Reproduce all of the rows below line for line, with no changes.

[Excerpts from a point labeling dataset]
○ ○ ○ ○ ○

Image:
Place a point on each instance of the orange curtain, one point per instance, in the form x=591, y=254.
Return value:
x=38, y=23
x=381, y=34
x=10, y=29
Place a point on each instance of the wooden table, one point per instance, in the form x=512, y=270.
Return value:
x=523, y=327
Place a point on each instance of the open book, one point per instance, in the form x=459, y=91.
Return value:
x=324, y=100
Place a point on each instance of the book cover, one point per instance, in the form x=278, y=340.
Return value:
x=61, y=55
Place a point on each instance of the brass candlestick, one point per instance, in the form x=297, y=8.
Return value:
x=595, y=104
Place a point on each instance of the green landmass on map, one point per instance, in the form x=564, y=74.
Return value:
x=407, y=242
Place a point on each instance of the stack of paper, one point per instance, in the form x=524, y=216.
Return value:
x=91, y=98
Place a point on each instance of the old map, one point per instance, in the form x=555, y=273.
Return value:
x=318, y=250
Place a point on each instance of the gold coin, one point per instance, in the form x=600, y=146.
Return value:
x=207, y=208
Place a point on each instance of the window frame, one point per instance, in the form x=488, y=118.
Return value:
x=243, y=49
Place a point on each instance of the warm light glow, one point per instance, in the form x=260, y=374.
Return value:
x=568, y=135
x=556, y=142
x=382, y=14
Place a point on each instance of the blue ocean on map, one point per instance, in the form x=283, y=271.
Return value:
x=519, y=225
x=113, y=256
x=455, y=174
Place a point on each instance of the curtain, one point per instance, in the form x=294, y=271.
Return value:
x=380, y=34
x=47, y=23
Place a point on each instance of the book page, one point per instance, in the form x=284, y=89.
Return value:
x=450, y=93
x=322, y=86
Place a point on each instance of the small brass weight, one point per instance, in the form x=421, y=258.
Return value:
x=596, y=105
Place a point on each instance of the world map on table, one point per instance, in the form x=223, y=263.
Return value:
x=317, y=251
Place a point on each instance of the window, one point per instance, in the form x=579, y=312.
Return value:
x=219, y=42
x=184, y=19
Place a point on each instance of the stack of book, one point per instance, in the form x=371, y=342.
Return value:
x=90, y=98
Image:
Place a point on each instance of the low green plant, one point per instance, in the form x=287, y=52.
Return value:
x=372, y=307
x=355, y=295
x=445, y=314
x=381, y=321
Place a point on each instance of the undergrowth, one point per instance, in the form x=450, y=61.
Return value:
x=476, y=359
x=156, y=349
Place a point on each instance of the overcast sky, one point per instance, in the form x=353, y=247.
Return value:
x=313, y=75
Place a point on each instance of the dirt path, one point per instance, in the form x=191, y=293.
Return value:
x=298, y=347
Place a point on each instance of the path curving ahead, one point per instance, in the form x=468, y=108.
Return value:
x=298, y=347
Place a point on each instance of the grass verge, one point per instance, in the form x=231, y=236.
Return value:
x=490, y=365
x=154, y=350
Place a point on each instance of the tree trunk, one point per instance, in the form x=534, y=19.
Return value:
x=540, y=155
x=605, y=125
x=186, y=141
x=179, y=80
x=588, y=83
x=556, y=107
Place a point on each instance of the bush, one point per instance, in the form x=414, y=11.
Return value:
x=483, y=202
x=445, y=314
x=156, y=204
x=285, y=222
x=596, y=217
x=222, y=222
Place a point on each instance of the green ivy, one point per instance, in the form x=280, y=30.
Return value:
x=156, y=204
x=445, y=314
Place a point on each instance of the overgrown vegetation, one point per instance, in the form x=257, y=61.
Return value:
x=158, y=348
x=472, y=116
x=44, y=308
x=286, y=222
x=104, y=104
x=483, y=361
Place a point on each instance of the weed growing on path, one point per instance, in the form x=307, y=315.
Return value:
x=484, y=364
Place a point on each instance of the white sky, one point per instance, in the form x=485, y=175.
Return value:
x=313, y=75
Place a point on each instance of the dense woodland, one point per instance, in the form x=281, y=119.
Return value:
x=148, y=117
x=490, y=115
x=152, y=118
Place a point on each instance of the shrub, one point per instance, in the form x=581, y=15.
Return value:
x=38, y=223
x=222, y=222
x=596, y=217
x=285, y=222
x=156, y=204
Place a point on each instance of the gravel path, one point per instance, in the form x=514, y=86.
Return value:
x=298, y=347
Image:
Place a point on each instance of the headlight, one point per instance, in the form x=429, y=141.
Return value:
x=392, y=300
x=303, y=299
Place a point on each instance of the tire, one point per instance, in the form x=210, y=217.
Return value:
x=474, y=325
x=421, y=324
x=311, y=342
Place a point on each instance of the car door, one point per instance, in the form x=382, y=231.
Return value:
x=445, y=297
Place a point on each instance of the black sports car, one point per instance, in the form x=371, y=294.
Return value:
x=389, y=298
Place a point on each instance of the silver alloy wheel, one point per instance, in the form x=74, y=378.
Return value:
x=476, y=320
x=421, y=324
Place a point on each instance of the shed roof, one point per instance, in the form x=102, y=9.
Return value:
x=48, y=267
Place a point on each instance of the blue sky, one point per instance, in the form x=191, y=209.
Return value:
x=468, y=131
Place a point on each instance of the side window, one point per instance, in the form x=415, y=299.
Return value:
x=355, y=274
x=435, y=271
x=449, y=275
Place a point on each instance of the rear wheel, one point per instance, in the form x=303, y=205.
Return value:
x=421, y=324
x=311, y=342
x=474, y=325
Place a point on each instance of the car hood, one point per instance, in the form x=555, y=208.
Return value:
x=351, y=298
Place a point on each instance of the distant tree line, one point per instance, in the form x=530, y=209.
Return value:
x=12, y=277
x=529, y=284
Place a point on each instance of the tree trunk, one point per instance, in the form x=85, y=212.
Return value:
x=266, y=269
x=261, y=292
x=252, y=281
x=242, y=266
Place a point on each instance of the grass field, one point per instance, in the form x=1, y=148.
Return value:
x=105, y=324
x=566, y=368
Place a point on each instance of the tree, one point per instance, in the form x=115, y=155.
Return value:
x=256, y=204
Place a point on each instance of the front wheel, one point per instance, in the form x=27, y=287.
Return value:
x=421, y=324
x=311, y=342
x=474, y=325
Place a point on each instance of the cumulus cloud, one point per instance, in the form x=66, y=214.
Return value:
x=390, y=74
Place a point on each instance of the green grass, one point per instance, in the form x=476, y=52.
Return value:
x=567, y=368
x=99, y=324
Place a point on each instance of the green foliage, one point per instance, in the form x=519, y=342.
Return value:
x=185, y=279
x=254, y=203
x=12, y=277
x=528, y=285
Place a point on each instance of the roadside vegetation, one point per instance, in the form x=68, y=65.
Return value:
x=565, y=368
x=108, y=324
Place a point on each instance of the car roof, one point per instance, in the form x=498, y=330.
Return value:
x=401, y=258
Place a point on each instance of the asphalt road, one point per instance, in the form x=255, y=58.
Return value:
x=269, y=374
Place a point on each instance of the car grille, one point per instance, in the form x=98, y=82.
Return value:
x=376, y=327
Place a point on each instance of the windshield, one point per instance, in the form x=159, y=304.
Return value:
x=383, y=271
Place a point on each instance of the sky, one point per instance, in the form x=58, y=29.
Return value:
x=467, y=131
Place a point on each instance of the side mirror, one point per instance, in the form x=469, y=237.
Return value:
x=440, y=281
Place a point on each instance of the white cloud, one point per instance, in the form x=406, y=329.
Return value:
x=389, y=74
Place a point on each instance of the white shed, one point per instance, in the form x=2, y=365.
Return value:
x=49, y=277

○ ○ ○ ○ ○

[ANSWER IN FULL]
Image:
Place a point on each instance of the orange curtain, one point per instance, in the form x=591, y=254.
Return value:
x=38, y=23
x=381, y=34
x=10, y=29
Place a point on each instance of the wooden table, one point per instance, in the form x=512, y=270.
Return value:
x=523, y=327
Place a point on each instance of the open book, one point per instance, in the form x=459, y=91.
Return value:
x=324, y=100
Place a point on each instance of the book cover, one point per instance, in the form x=278, y=340.
Return value:
x=61, y=55
Place a point on each instance of the brass candlestick, one point per instance, in the form x=297, y=8.
Return value:
x=595, y=104
Place a point on each instance of the green landmass on map, one point per instance, in the form x=564, y=74.
Return value:
x=407, y=242
Place a point on each instance of the stack of paper, one point per instance, in the form x=524, y=216.
Return value:
x=91, y=98
Place a point on each instance of the old map, one point per instance, in the form x=555, y=273.
Return value:
x=318, y=250
Place a point on each instance of the gold coin, one point per instance, in the form x=600, y=146.
Return value:
x=207, y=208
Place a point on each instance of the window frame, one point per instance, in the form x=488, y=118.
Return value:
x=243, y=49
Place a point on each instance of the warm light glow, one point per instance, in the form x=260, y=374.
Return value:
x=568, y=135
x=556, y=142
x=382, y=14
Place a point on each instance of the blue ocean on map, one point per instance, in the form x=283, y=271.
Return value:
x=519, y=225
x=113, y=256
x=455, y=174
Place a point on each instance of the curtain, one point per instance, in the form x=294, y=271.
Return value:
x=380, y=34
x=47, y=23
Place a point on each instance of the book page, one point per instance, in the form x=284, y=89.
Return value:
x=450, y=93
x=322, y=86
Place a point on each instance of the small brass weight, one point per instance, in the form x=421, y=258.
Return value:
x=596, y=105
Place a point on each instance of the world map on table, one point per instance, in the form x=223, y=263.
Return value:
x=317, y=251
Place a point on each instance of the window, one point per instance, in the form x=579, y=312.
Return value:
x=219, y=42
x=184, y=19
Place a point on each instance of the stack of book, one point per instance, in the form x=371, y=342.
Return value:
x=90, y=98
Image:
Place a point on each instance of the low green plant, one point per instance, in the form x=287, y=52.
Return value:
x=372, y=307
x=355, y=295
x=445, y=314
x=381, y=321
Place a point on each instance of the undergrowth, one point per instance, in the form x=450, y=61.
Return value:
x=476, y=359
x=156, y=349
Place a point on each instance of the overcast sky, one point per instance, in the form x=353, y=247.
Return value:
x=313, y=75
Place a point on each instance of the dirt path, one point per instance, in the form x=191, y=293.
Return value:
x=298, y=347
Place a point on each instance of the path curving ahead, one point per instance, in the form x=468, y=108.
Return value:
x=298, y=347
Place a point on each instance of the grass verge, one point per instance, in the form x=231, y=236.
Return value:
x=490, y=365
x=154, y=350
Place a point on each instance of the tree trunk, one point per instance, in the form x=534, y=19.
Return value:
x=540, y=155
x=605, y=125
x=186, y=141
x=179, y=80
x=588, y=83
x=556, y=107
Place a point on each instance of the bush, one point per instance, in the form x=414, y=11.
Return value:
x=483, y=202
x=445, y=314
x=156, y=204
x=285, y=222
x=596, y=217
x=222, y=222
Place a point on each instance of the green ivy, one point per instance, in the form x=280, y=30.
Return value:
x=156, y=204
x=445, y=314
Place a point on each instance of the overgrown vegetation, one point per instance, in the form x=257, y=61.
Return value:
x=158, y=348
x=472, y=116
x=44, y=308
x=286, y=222
x=104, y=104
x=483, y=361
Place a point on each instance of the weed growing on path, one point per instance, in the form x=307, y=315.
Return value:
x=484, y=364
Place a point on each instance of the white sky, one point per instance, in the form x=485, y=175.
Return value:
x=313, y=75
Place a point on each instance of the dense woodland, one point per instance, in the form x=281, y=119.
Return value:
x=148, y=117
x=490, y=115
x=152, y=118
Place a point on each instance of the shrub, one point per instance, in the form x=581, y=15.
Return value:
x=38, y=223
x=222, y=222
x=596, y=217
x=285, y=222
x=156, y=204
Place a point on each instance of the gravel path, one point per instance, in the form x=514, y=86.
Return value:
x=298, y=347
Image:
Place a point on each instance of the headlight, one point per instance, in the form x=429, y=141.
Return value:
x=392, y=300
x=303, y=299
Place a point on each instance of the tire, one point per instance, in the form x=210, y=217.
Return value:
x=474, y=325
x=421, y=324
x=311, y=342
Place a point on each instance of the car door, one point per instance, in the form x=382, y=231.
Return value:
x=445, y=297
Place a point on each instance of the black sports car, one point per instance, in the form x=371, y=294.
Return value:
x=389, y=298
Place a point on each instance of the silver alloy wheel, one point per instance, in the form x=74, y=378.
Return value:
x=476, y=320
x=421, y=324
Place a point on each instance of the shed roof, one point per instance, in the form x=102, y=9.
Return value:
x=48, y=267
Place a point on each instance of the blue sky, one point per instance, in the form x=191, y=209.
Return value:
x=468, y=131
Place a point on each instance of the side window, one point per instance, in the form x=415, y=299.
Return value:
x=355, y=274
x=435, y=271
x=449, y=275
Place a point on each instance of the rear wheel, one point per instance, in the form x=303, y=205.
Return value:
x=421, y=324
x=311, y=342
x=474, y=325
Place a point on each instance of the car hood, one point per instance, in the form x=555, y=208.
Return value:
x=351, y=298
Place a point on each instance of the distant tree line, one point per instance, in the form x=530, y=209.
Return value:
x=12, y=277
x=529, y=284
Place a point on each instance of the tree trunk, one point per instance, in the form x=85, y=212.
Return value:
x=266, y=269
x=261, y=292
x=252, y=281
x=242, y=266
Place a point on each instance of the grass field, one point per instance, in the form x=1, y=148.
Return value:
x=105, y=324
x=566, y=368
Place a point on each instance of the tree, one point per instance, in the form x=115, y=155.
Return value:
x=256, y=204
Place a point on each instance of the front wheel, one point per instance, in the form x=27, y=287.
Return value:
x=421, y=324
x=311, y=342
x=474, y=325
Place a point on each instance of the cumulus cloud, one point per instance, in the form x=66, y=214.
Return value:
x=390, y=74
Place a point on each instance of the green grass, one point per instance, in the form x=476, y=52.
Return value:
x=567, y=368
x=99, y=324
Place a point on each instance of the green foliage, one point per instance, in the form x=519, y=342.
Return value:
x=185, y=279
x=254, y=203
x=12, y=277
x=528, y=285
Place a point on each instance of the roadside vegetation, one point per instance, in the form x=68, y=65.
Return value:
x=565, y=368
x=108, y=324
Place a point on each instance of the car roof, one point per instance, in the form x=498, y=330.
Return value:
x=401, y=258
Place a point on each instance of the asphalt road, one point per instance, in the form x=255, y=58.
Return value:
x=269, y=374
Place a point on each instance of the car grille, one point per instance, in the form x=98, y=82.
Return value:
x=376, y=327
Place a point on each instance of the windshield, one point per instance, in the form x=159, y=304.
Return value:
x=383, y=271
Place a point on each instance of the sky, one point per instance, in the form x=58, y=29.
Return value:
x=467, y=131
Place a point on each instance of the side mirror, one point per instance, in the form x=469, y=237.
Return value:
x=440, y=281
Place a point on each instance of the white cloud, one point per instance, in the form x=406, y=329.
Return value:
x=389, y=74
Place a point on each instance of the white shed, one point per instance, in the form x=2, y=365.
Return value:
x=49, y=277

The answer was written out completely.